== MATERIAL
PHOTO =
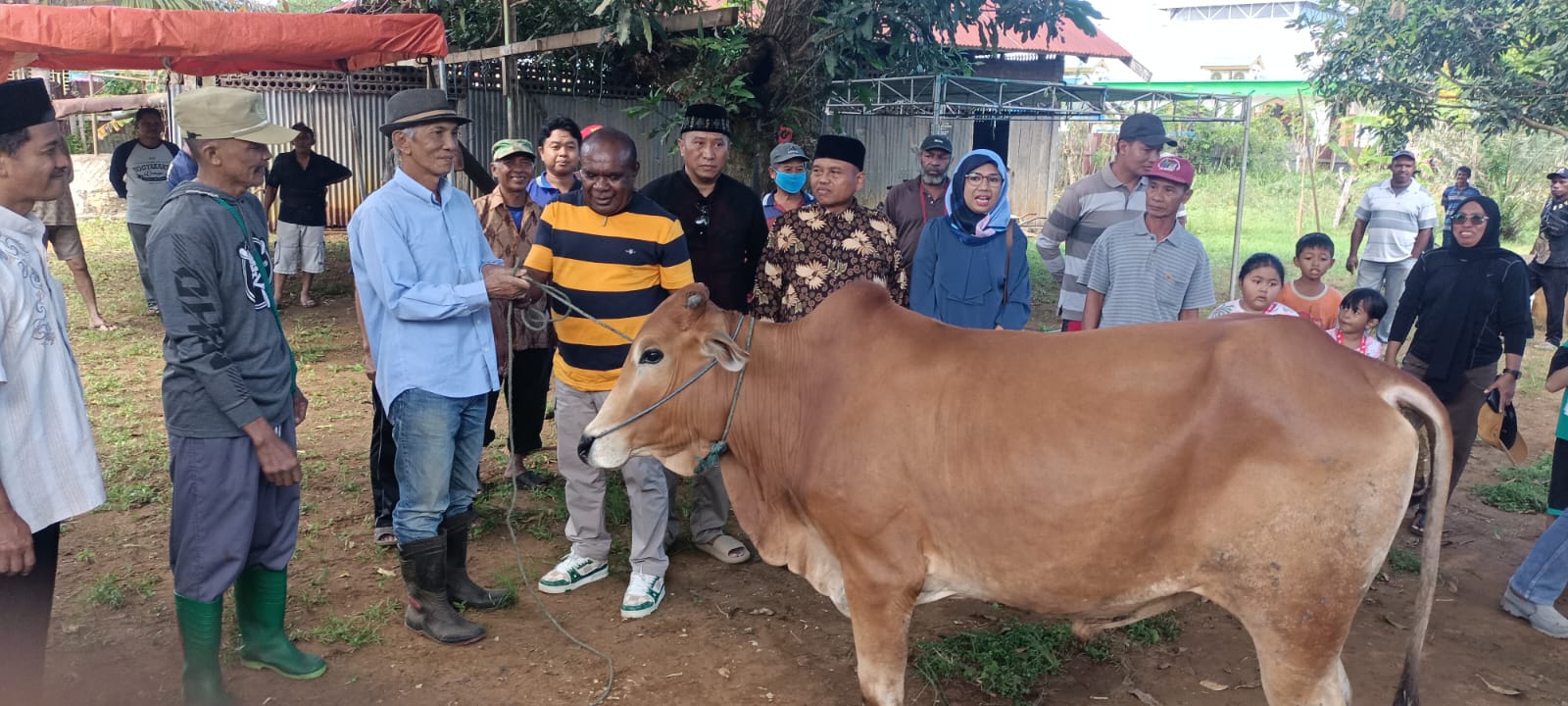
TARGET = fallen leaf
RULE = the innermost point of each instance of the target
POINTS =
(1145, 698)
(1497, 689)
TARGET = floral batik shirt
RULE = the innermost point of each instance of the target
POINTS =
(811, 253)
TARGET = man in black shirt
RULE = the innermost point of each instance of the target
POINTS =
(302, 176)
(725, 229)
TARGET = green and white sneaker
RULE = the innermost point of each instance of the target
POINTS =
(572, 573)
(643, 595)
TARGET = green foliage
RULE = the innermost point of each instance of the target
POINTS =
(357, 630)
(1008, 663)
(1494, 63)
(107, 592)
(1523, 488)
(1154, 631)
(1403, 561)
(1005, 663)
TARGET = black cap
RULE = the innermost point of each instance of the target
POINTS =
(28, 106)
(937, 141)
(1145, 127)
(843, 149)
(706, 118)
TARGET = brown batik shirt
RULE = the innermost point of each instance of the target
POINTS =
(512, 245)
(811, 253)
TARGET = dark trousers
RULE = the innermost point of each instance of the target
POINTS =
(1554, 282)
(383, 463)
(527, 386)
(1463, 408)
(1557, 496)
(25, 603)
(226, 517)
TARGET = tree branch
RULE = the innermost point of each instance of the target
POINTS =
(1544, 127)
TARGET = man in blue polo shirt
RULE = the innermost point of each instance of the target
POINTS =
(559, 141)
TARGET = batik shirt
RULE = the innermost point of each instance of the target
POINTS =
(811, 253)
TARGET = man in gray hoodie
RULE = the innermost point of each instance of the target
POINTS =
(229, 397)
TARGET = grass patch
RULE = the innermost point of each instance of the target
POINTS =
(109, 590)
(1011, 661)
(1403, 561)
(1523, 488)
(1004, 664)
(357, 630)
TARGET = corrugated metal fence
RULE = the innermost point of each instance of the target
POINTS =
(347, 130)
(893, 154)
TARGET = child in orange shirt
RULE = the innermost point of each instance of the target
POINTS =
(1308, 295)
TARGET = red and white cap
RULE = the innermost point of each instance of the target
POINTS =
(1173, 169)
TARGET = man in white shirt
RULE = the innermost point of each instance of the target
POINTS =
(49, 468)
(1396, 220)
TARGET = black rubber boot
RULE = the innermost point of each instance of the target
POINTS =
(462, 588)
(425, 578)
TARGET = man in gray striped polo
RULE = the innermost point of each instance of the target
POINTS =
(1150, 269)
(1095, 203)
(1396, 220)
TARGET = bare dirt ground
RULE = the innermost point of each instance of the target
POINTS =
(750, 634)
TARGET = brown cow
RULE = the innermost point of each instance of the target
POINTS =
(894, 460)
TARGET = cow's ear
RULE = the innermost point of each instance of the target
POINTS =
(723, 349)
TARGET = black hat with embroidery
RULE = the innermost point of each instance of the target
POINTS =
(843, 149)
(706, 118)
(28, 106)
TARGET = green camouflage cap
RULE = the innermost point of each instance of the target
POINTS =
(507, 148)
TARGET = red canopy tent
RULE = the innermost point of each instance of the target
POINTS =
(206, 43)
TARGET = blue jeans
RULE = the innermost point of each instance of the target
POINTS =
(438, 460)
(1544, 575)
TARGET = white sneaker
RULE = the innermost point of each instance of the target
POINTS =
(643, 595)
(572, 573)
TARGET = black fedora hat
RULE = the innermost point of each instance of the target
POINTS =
(417, 107)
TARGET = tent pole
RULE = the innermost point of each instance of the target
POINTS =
(1241, 195)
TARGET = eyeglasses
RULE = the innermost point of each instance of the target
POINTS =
(702, 216)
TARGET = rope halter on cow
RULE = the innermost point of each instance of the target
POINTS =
(710, 460)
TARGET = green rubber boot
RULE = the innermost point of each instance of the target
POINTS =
(259, 598)
(201, 634)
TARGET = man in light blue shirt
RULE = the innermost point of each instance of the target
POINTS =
(425, 277)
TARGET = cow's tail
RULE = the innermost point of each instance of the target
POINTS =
(1435, 462)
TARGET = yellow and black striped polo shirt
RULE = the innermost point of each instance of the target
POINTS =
(618, 269)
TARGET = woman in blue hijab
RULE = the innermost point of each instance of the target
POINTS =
(971, 267)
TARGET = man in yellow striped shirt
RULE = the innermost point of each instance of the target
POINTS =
(616, 255)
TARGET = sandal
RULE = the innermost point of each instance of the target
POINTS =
(726, 549)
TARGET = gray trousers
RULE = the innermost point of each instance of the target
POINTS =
(1390, 279)
(710, 507)
(585, 490)
(138, 242)
(226, 517)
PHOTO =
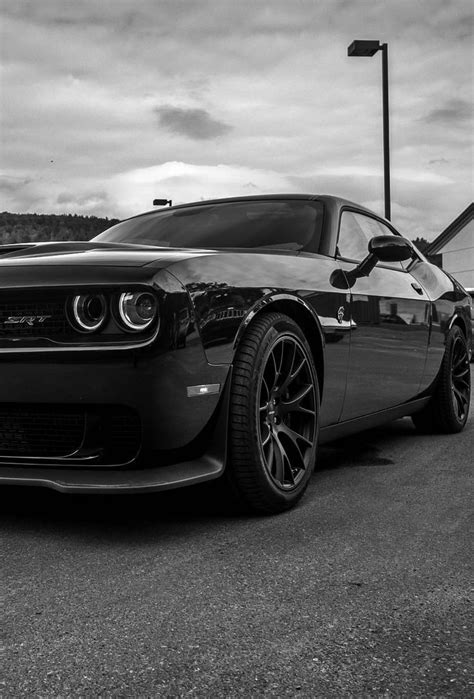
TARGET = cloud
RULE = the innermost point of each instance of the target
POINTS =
(192, 123)
(438, 161)
(455, 110)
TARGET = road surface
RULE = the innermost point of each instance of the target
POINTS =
(363, 589)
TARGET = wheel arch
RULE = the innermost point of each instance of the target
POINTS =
(460, 322)
(299, 311)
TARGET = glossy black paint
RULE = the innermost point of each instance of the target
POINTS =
(377, 341)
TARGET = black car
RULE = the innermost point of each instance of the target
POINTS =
(222, 339)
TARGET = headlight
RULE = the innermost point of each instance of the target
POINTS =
(137, 310)
(89, 312)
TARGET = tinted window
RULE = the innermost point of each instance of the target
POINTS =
(355, 232)
(290, 225)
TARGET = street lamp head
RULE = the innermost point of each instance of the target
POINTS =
(363, 48)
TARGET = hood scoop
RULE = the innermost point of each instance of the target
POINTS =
(16, 247)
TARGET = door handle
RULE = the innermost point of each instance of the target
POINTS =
(417, 288)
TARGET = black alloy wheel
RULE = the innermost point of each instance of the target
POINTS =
(287, 407)
(448, 408)
(274, 415)
(460, 379)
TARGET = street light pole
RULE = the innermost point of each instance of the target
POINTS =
(386, 132)
(370, 48)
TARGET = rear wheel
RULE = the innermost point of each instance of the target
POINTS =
(274, 415)
(449, 407)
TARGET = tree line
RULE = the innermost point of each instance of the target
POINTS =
(22, 228)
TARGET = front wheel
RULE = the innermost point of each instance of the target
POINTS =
(274, 415)
(448, 409)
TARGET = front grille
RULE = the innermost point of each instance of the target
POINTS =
(28, 431)
(28, 315)
(110, 433)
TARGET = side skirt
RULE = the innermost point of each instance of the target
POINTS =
(344, 429)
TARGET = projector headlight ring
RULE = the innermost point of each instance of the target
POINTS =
(89, 312)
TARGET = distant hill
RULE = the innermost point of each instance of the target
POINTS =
(20, 228)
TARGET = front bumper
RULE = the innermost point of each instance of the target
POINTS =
(181, 437)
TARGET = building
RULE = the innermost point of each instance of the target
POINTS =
(453, 249)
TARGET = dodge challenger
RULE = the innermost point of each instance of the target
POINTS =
(222, 339)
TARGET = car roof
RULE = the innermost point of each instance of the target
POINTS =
(331, 201)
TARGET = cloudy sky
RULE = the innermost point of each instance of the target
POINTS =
(107, 104)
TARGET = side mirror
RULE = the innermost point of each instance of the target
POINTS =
(390, 248)
(383, 248)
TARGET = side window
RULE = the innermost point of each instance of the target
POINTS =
(354, 234)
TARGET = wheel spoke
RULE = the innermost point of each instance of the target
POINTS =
(294, 404)
(279, 465)
(287, 412)
(463, 370)
(461, 401)
(294, 436)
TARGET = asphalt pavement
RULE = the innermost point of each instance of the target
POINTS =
(362, 590)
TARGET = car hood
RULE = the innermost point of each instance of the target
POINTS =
(67, 254)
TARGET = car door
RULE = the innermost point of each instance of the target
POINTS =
(390, 317)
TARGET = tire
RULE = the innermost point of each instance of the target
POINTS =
(448, 409)
(274, 415)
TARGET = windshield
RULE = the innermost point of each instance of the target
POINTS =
(287, 225)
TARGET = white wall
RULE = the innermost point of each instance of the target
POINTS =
(458, 255)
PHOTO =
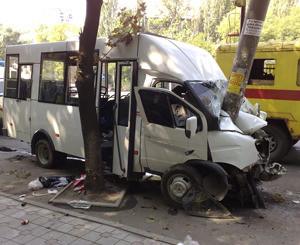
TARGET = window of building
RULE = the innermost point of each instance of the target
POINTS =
(11, 84)
(262, 72)
(52, 78)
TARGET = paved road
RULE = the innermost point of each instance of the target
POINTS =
(53, 226)
(278, 224)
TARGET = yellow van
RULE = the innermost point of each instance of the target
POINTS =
(274, 83)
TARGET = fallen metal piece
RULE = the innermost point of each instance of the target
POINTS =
(272, 171)
(199, 202)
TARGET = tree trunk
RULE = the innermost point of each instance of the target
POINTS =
(87, 96)
(244, 56)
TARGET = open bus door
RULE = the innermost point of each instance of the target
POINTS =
(119, 111)
(18, 96)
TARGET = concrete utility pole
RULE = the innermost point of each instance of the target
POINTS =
(244, 56)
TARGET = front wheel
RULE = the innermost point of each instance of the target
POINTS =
(45, 154)
(177, 181)
(280, 141)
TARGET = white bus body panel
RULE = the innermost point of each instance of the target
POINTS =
(62, 124)
(233, 148)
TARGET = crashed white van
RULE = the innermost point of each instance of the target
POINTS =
(159, 106)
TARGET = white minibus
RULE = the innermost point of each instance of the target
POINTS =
(159, 108)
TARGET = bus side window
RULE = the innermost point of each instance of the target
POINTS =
(298, 73)
(52, 85)
(262, 72)
(125, 81)
(11, 84)
(25, 82)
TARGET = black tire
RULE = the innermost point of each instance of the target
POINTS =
(176, 181)
(45, 154)
(280, 141)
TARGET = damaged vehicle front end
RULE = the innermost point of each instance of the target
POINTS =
(238, 154)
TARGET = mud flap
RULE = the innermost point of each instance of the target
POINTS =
(249, 193)
(198, 202)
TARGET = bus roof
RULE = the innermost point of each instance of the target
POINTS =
(262, 46)
(155, 55)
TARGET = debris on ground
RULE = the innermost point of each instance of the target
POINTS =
(198, 202)
(20, 174)
(172, 211)
(278, 198)
(80, 204)
(188, 241)
(50, 181)
(6, 149)
(150, 219)
(23, 204)
(79, 183)
(151, 207)
(25, 222)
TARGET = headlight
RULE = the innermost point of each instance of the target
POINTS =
(262, 146)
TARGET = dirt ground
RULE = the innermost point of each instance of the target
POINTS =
(144, 208)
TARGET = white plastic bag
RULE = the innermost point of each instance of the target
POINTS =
(35, 185)
(188, 241)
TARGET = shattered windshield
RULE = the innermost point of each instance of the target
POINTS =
(211, 93)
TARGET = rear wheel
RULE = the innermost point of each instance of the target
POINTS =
(177, 181)
(45, 154)
(280, 141)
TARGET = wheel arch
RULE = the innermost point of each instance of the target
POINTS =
(281, 123)
(40, 134)
(215, 177)
(207, 165)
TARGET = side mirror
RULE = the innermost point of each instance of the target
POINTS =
(191, 127)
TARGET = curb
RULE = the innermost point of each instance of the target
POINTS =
(127, 228)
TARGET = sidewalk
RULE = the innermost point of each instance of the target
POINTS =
(52, 225)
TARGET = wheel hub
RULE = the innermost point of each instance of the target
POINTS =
(179, 186)
(273, 143)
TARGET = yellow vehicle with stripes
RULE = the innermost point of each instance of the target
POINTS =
(274, 83)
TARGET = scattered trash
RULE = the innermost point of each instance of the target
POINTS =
(49, 192)
(25, 222)
(150, 219)
(22, 197)
(151, 207)
(12, 172)
(56, 181)
(51, 181)
(6, 149)
(79, 183)
(52, 191)
(278, 198)
(289, 193)
(172, 211)
(240, 223)
(35, 185)
(80, 204)
(188, 241)
(20, 174)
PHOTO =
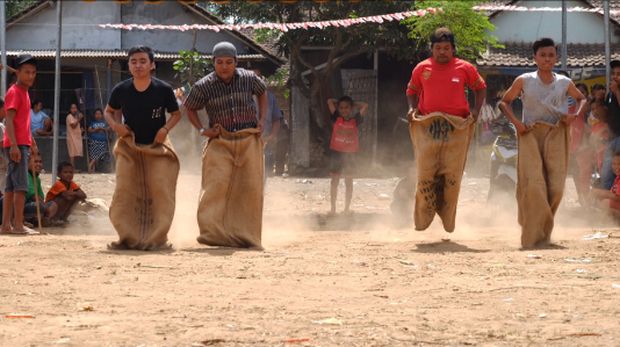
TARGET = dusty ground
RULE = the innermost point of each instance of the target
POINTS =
(348, 281)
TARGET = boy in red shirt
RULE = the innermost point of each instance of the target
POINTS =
(65, 193)
(343, 146)
(18, 144)
(441, 127)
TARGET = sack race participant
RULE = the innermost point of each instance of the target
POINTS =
(441, 128)
(147, 167)
(543, 142)
(230, 211)
(440, 143)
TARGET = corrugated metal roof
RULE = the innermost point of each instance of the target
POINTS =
(520, 55)
(118, 53)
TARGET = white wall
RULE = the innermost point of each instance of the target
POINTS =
(529, 26)
(79, 32)
(169, 12)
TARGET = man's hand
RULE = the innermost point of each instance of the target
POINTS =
(34, 150)
(160, 137)
(260, 126)
(121, 130)
(410, 114)
(15, 154)
(522, 129)
(568, 118)
(211, 132)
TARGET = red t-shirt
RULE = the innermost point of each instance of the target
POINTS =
(17, 99)
(441, 87)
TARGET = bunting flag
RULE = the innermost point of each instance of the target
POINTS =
(279, 26)
(514, 8)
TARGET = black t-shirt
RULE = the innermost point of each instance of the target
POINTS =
(144, 112)
(613, 118)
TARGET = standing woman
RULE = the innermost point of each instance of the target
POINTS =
(74, 134)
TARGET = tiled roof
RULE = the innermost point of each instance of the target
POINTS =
(520, 55)
(117, 53)
(614, 5)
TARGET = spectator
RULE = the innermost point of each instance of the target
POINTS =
(74, 134)
(65, 193)
(46, 209)
(97, 140)
(40, 122)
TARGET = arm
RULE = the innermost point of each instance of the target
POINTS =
(579, 98)
(362, 107)
(14, 153)
(515, 90)
(79, 194)
(262, 110)
(480, 97)
(113, 117)
(332, 104)
(412, 100)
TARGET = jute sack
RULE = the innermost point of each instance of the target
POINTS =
(143, 204)
(440, 144)
(542, 166)
(230, 210)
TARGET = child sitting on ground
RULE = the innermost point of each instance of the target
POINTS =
(609, 200)
(344, 145)
(65, 193)
(46, 209)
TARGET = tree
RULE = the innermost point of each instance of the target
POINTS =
(471, 28)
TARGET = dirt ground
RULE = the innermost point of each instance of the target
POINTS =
(344, 281)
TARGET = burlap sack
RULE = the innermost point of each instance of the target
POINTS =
(143, 204)
(230, 211)
(440, 143)
(542, 165)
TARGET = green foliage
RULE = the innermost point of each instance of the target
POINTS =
(13, 7)
(279, 79)
(191, 66)
(471, 28)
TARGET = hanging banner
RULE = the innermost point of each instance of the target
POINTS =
(279, 26)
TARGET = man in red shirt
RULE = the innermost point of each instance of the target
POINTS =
(441, 126)
(17, 145)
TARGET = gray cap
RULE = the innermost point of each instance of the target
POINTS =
(224, 49)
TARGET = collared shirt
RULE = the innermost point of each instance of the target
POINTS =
(228, 104)
(441, 87)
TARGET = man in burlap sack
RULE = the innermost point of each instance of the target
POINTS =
(230, 211)
(441, 127)
(543, 142)
(147, 167)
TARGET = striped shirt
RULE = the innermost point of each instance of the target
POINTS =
(228, 104)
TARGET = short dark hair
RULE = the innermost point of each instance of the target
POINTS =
(141, 49)
(442, 34)
(63, 165)
(345, 98)
(543, 42)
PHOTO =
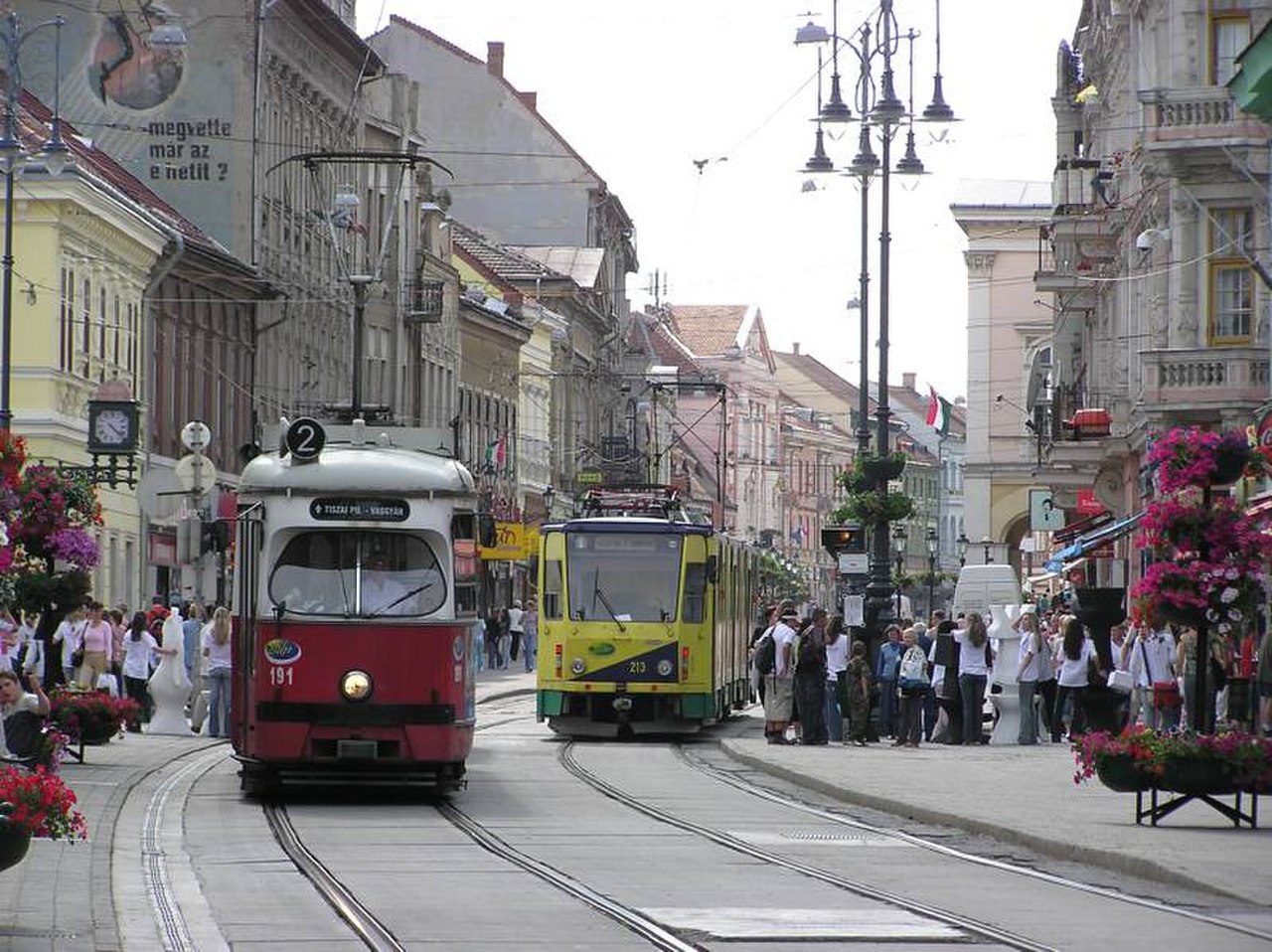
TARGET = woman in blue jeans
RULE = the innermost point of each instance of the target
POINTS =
(973, 672)
(217, 672)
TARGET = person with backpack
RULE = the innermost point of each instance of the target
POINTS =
(779, 683)
(836, 670)
(912, 685)
(811, 679)
(762, 637)
(885, 675)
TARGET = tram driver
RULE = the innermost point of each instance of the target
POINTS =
(383, 590)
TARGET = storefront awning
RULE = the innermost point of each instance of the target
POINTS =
(1093, 540)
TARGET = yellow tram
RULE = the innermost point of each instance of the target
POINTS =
(644, 617)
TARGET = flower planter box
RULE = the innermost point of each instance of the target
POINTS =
(14, 844)
(1121, 774)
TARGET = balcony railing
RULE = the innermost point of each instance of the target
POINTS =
(1212, 377)
(1187, 114)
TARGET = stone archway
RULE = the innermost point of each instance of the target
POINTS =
(1017, 529)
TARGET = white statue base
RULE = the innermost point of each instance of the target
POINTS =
(169, 685)
(1007, 725)
(1004, 694)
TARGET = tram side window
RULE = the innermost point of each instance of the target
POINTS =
(463, 532)
(695, 592)
(553, 588)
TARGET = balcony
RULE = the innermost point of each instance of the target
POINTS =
(1197, 125)
(1229, 381)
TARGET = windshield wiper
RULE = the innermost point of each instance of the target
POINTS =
(398, 601)
(596, 593)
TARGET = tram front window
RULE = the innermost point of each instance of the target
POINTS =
(358, 574)
(623, 576)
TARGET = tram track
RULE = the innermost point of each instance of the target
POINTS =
(784, 799)
(649, 929)
(981, 929)
(364, 923)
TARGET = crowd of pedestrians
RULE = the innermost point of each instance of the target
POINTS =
(116, 651)
(927, 681)
(504, 635)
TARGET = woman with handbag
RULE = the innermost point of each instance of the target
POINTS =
(1073, 677)
(912, 685)
(973, 675)
(1186, 661)
(95, 645)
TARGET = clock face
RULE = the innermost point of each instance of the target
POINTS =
(112, 426)
(112, 429)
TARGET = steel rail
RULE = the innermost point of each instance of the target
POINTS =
(649, 929)
(971, 925)
(360, 919)
(939, 848)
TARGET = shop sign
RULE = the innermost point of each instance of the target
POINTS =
(163, 549)
(509, 543)
(1088, 504)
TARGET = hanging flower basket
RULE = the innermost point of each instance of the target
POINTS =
(1189, 456)
(874, 507)
(882, 467)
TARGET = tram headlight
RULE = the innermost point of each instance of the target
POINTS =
(355, 685)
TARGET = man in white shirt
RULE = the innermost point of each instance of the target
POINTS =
(780, 685)
(514, 628)
(382, 590)
(1153, 661)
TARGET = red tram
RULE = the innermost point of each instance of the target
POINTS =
(357, 590)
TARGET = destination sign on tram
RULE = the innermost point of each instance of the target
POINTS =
(354, 509)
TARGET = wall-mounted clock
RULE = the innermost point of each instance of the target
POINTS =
(112, 426)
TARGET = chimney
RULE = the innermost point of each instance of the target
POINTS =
(495, 59)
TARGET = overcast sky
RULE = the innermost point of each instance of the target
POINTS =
(641, 90)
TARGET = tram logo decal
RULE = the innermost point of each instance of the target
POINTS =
(280, 651)
(654, 666)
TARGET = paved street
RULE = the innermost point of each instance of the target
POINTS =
(62, 896)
====
__WHAT YOU NEED TO DO__. Take the line that contains "TARGET = destination sign on tram" and every line after it through the end of the listing above, and repeat them exactly.

__WRITTEN ANSWER__.
TARGET = destination sign on tram
RULE = the innermost point of each instance of the target
POINTS =
(354, 509)
TARGET = wall-mounted clock
RULE = the innermost point of each instance of the target
POINTS =
(112, 426)
TARGET = chimney
RULE = the innermost point of each instance of the target
POINTS =
(495, 59)
TARGET = overcast sky
RULE = the innermost point of each instance of the target
POINTS =
(641, 90)
TARGET = tram logo decal
RULE = the innermost point of each instance of the target
POINTS =
(280, 651)
(654, 666)
TARGET = paved street
RULE = the innermost point of each instance of the target
POINTS =
(62, 896)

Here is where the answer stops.